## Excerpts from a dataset

[Start of section]

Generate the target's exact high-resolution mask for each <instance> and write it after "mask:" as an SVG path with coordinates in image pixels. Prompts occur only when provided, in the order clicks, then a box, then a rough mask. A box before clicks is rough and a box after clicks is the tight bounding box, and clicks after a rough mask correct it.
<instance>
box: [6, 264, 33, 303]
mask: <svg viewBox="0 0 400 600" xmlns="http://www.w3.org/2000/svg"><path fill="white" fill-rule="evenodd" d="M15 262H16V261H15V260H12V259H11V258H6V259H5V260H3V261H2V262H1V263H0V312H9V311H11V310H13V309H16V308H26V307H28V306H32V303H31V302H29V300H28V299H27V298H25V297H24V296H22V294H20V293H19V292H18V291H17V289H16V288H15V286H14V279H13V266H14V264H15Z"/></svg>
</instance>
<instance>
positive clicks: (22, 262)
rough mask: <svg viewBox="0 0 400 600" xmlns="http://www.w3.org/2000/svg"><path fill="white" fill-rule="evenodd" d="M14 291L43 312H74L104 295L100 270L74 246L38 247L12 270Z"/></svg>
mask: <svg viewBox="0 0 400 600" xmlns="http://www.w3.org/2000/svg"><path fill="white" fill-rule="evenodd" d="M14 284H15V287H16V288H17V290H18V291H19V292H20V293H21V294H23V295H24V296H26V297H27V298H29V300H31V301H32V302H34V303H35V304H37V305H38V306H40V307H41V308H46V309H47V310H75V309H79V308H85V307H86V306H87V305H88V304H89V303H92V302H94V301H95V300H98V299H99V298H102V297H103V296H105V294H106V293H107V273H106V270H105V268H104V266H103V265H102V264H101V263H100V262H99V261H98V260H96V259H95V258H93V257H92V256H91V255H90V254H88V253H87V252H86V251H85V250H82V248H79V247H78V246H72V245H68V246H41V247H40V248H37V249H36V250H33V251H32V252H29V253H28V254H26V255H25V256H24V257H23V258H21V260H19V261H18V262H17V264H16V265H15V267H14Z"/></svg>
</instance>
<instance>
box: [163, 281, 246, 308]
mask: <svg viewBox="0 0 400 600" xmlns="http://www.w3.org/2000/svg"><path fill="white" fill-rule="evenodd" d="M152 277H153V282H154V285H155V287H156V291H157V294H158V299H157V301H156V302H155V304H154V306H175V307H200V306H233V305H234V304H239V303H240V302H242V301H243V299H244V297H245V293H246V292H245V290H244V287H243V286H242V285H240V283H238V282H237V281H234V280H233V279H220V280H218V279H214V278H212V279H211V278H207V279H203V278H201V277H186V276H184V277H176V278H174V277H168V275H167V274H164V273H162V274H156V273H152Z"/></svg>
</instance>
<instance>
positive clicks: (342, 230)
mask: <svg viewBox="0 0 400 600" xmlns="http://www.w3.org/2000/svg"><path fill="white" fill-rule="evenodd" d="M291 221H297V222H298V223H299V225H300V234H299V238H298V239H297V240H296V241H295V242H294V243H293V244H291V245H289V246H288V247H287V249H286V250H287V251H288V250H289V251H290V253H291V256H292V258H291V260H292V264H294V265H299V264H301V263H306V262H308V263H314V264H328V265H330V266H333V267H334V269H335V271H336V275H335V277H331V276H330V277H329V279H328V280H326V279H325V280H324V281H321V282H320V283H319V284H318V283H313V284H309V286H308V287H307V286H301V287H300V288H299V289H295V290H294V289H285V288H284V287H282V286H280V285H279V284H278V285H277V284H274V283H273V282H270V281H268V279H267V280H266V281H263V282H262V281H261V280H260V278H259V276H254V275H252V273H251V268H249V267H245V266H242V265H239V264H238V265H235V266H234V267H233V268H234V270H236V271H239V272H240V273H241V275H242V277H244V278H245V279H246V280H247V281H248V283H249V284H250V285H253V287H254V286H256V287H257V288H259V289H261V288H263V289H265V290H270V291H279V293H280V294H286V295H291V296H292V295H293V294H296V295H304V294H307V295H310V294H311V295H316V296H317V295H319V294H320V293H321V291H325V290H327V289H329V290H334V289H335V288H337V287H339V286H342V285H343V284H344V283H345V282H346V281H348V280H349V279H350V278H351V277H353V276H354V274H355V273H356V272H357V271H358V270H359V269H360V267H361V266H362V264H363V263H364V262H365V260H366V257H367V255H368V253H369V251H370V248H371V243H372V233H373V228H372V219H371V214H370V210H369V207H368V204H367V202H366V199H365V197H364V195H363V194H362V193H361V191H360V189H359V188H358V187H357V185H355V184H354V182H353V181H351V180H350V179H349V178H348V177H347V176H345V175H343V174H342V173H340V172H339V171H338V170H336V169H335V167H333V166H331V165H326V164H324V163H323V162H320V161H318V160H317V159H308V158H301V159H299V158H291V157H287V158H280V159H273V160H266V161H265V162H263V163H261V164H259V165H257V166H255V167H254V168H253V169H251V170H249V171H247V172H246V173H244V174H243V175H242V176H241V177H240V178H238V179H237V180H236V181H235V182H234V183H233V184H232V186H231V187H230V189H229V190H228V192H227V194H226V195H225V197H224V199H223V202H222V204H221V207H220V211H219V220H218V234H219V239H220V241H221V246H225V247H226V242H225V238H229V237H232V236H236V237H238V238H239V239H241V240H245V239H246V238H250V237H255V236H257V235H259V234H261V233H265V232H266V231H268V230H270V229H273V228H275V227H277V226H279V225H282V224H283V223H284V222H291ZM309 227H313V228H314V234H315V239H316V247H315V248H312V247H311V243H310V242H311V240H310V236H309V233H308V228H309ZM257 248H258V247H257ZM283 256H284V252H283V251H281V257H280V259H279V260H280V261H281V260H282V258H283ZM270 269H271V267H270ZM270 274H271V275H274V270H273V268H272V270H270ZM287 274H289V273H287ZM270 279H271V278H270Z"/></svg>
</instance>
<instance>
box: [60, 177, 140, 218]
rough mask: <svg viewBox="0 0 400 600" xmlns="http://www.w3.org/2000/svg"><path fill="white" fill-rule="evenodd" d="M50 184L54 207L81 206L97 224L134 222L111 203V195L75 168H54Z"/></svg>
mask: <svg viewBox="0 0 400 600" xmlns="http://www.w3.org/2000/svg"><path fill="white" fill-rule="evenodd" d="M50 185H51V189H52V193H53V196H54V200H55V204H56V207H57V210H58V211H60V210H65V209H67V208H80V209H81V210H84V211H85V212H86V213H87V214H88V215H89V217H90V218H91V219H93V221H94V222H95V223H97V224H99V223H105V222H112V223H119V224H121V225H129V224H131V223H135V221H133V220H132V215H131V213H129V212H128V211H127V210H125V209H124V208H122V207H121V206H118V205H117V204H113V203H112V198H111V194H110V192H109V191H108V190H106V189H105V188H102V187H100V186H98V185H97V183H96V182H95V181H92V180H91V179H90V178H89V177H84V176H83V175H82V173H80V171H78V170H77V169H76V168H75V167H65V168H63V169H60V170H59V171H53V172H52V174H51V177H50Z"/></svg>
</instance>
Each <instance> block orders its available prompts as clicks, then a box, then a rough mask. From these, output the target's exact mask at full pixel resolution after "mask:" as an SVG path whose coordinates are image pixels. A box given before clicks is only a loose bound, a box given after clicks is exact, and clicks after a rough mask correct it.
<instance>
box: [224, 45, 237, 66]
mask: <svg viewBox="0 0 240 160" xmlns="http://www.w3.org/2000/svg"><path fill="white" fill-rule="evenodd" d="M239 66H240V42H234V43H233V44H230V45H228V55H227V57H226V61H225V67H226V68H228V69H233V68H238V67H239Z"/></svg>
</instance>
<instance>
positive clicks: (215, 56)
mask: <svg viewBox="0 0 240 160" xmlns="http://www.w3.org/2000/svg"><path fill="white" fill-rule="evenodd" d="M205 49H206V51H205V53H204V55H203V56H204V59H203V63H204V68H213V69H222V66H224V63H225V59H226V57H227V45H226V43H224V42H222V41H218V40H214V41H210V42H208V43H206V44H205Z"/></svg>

[End of section]

## WORK TO BE COMPLETED
Transcribe every line of the records, keeping each one exact.

## WRITTEN SOLUTION
Generate the target's exact high-resolution mask for each <instance> and write it after "mask:" as an SVG path with coordinates in image pixels. Prompts occur only when provided, in the order clicks, then a box, then a rough mask. A box before clicks is rough and a box after clicks is the tight bounding box, and clicks after a rough mask correct it.
<instance>
box: [6, 264, 33, 303]
mask: <svg viewBox="0 0 400 600" xmlns="http://www.w3.org/2000/svg"><path fill="white" fill-rule="evenodd" d="M15 262H16V261H15V260H12V259H11V258H6V259H5V260H3V261H2V262H1V263H0V312H9V311H11V310H13V309H16V308H26V307H28V306H32V303H31V302H29V300H28V299H27V298H25V297H24V296H22V294H20V293H19V292H18V291H17V289H16V288H15V286H14V279H13V266H14V264H15Z"/></svg>
</instance>
<instance>
positive clicks: (22, 262)
rough mask: <svg viewBox="0 0 400 600" xmlns="http://www.w3.org/2000/svg"><path fill="white" fill-rule="evenodd" d="M14 291L43 312H74L104 295L100 270L74 246L38 247L12 270Z"/></svg>
mask: <svg viewBox="0 0 400 600" xmlns="http://www.w3.org/2000/svg"><path fill="white" fill-rule="evenodd" d="M14 284H15V287H16V288H17V290H18V291H19V292H20V293H21V294H23V295H24V296H26V297H27V298H29V300H31V301H32V302H34V303H35V304H37V305H38V306H40V307H41V308H46V309H47V310H75V309H79V308H85V307H86V306H87V305H88V304H89V303H92V302H94V301H95V300H98V299H99V298H102V297H103V296H105V294H106V293H107V273H106V270H105V268H104V266H103V265H102V264H101V263H100V262H99V261H98V260H96V259H95V258H93V257H92V256H91V255H90V254H88V253H87V252H86V251H85V250H82V248H79V247H78V246H72V245H68V246H41V247H40V248H37V249H36V250H33V251H32V252H29V253H28V254H26V255H25V256H24V257H23V258H21V260H19V261H18V262H17V264H16V265H15V267H14Z"/></svg>
</instance>
<instance>
box: [163, 281, 246, 308]
mask: <svg viewBox="0 0 400 600" xmlns="http://www.w3.org/2000/svg"><path fill="white" fill-rule="evenodd" d="M152 277H153V282H154V285H155V287H156V291H157V294H158V299H157V301H156V302H155V304H154V306H175V307H200V306H233V305H234V304H239V303H240V302H242V301H243V299H244V297H245V293H246V292H245V290H244V287H243V286H242V285H240V283H238V282H237V281H234V280H233V279H220V280H218V279H214V278H212V279H211V278H207V279H203V278H201V277H186V276H184V277H176V278H174V277H168V275H167V274H164V273H162V274H156V273H152Z"/></svg>
</instance>
<instance>
positive clicks: (342, 230)
mask: <svg viewBox="0 0 400 600" xmlns="http://www.w3.org/2000/svg"><path fill="white" fill-rule="evenodd" d="M291 221H297V222H298V223H299V225H300V234H299V238H298V239H297V240H296V241H295V242H294V243H293V244H291V245H289V246H288V247H287V249H286V250H287V251H288V250H289V251H290V253H291V256H292V258H291V260H292V264H294V265H299V264H301V263H306V262H308V263H314V264H328V265H330V266H333V267H334V269H335V271H336V275H335V277H331V276H330V277H329V279H328V280H326V279H325V280H324V281H321V282H320V283H319V284H318V283H313V284H309V286H308V287H307V286H301V287H300V288H299V289H295V290H294V289H285V288H284V287H282V286H280V285H279V284H278V285H277V284H274V283H273V282H270V281H268V279H267V280H266V281H263V282H262V281H261V280H260V278H259V276H254V275H252V273H251V268H249V267H245V266H242V265H239V264H238V265H235V266H234V267H233V268H234V270H236V271H239V272H240V273H241V275H242V277H244V278H245V279H246V280H247V281H248V283H249V284H250V285H253V287H254V286H256V287H257V288H259V289H261V288H263V289H265V290H270V291H279V293H280V294H286V295H291V296H292V295H293V294H296V295H304V294H307V295H310V294H311V295H316V296H317V295H319V294H320V293H321V291H325V290H327V289H329V290H334V289H335V288H337V287H339V286H342V285H343V284H344V283H345V282H346V281H348V280H349V279H350V278H351V277H353V276H354V274H355V273H356V272H357V271H358V270H359V269H360V267H361V266H362V264H363V263H364V262H365V260H366V257H367V255H368V253H369V251H370V248H371V243H372V233H373V228H372V219H371V214H370V210H369V207H368V204H367V202H366V199H365V197H364V195H363V194H362V193H361V191H360V189H359V188H358V187H357V185H355V184H354V182H353V181H351V180H350V179H349V178H348V177H347V176H345V175H343V174H342V173H340V172H339V171H338V170H336V169H335V167H333V166H331V165H326V164H324V163H323V162H320V161H318V160H317V159H308V158H301V159H299V158H291V157H287V158H280V159H273V160H266V161H265V162H263V163H261V164H259V165H257V166H255V167H254V168H253V169H251V170H249V171H247V172H246V173H244V174H243V175H242V176H241V177H240V178H238V179H237V180H236V181H235V182H234V183H233V184H232V186H231V187H230V189H229V190H228V192H227V194H226V195H225V197H224V199H223V202H222V204H221V207H220V211H219V220H218V234H219V239H220V241H221V246H225V247H226V242H225V238H229V237H232V236H236V237H238V238H239V239H241V240H245V239H246V238H250V237H255V236H257V235H259V234H261V233H265V232H266V231H268V230H270V229H273V228H275V227H277V226H279V225H282V224H283V223H284V222H291ZM309 227H313V228H314V234H315V239H316V247H315V248H312V247H311V243H310V242H311V240H310V236H309V233H308V228H309ZM257 248H258V247H257ZM283 256H284V252H283V251H281V257H280V259H279V260H280V261H281V260H282V258H283ZM270 269H271V267H270ZM270 274H271V275H274V270H273V268H272V270H270ZM287 274H289V273H287ZM270 279H271V278H270Z"/></svg>
</instance>
<instance>
box: [60, 177, 140, 218]
rough mask: <svg viewBox="0 0 400 600" xmlns="http://www.w3.org/2000/svg"><path fill="white" fill-rule="evenodd" d="M50 184L54 207L81 206L97 224L134 222L111 203V195L75 168H54Z"/></svg>
mask: <svg viewBox="0 0 400 600" xmlns="http://www.w3.org/2000/svg"><path fill="white" fill-rule="evenodd" d="M50 185H51V189H52V193H53V196H54V200H55V204H56V207H57V210H58V211H60V210H65V209H67V208H80V209H81V210H84V211H85V212H86V213H87V214H88V215H89V217H90V218H91V219H93V221H94V222H95V223H97V224H99V223H105V222H112V223H119V224H121V225H129V224H131V223H135V221H133V220H132V215H131V213H129V212H128V211H127V210H125V209H124V208H122V207H121V206H118V205H117V204H113V203H112V198H111V194H110V192H109V191H108V190H106V189H105V188H102V187H100V186H98V185H97V183H96V182H95V181H92V180H91V179H90V178H89V177H84V176H83V175H82V173H80V171H78V170H77V169H76V168H75V167H65V168H63V169H60V170H59V171H53V172H52V174H51V177H50Z"/></svg>
</instance>
Each <instance> block orders its available prompts as clicks, then a box, then a rough mask. From these, output the target's exact mask at full pixel resolution after "mask:" as an SVG path whose coordinates are image pixels. A box given before clicks is only a loose bound, a box given after clicks is exact, and clicks after a rough mask correct it.
<instance>
box: [224, 45, 237, 66]
mask: <svg viewBox="0 0 240 160" xmlns="http://www.w3.org/2000/svg"><path fill="white" fill-rule="evenodd" d="M239 66H240V42H234V43H233V44H230V45H228V55H227V57H226V61H225V67H226V68H228V69H233V68H238V67H239Z"/></svg>
</instance>
<instance>
positive clicks: (215, 56)
mask: <svg viewBox="0 0 240 160" xmlns="http://www.w3.org/2000/svg"><path fill="white" fill-rule="evenodd" d="M205 49H206V51H205V53H204V55H203V56H204V59H203V63H204V68H213V69H222V66H224V63H225V59H226V57H227V45H226V43H224V42H222V41H218V40H214V41H210V42H208V43H206V44H205Z"/></svg>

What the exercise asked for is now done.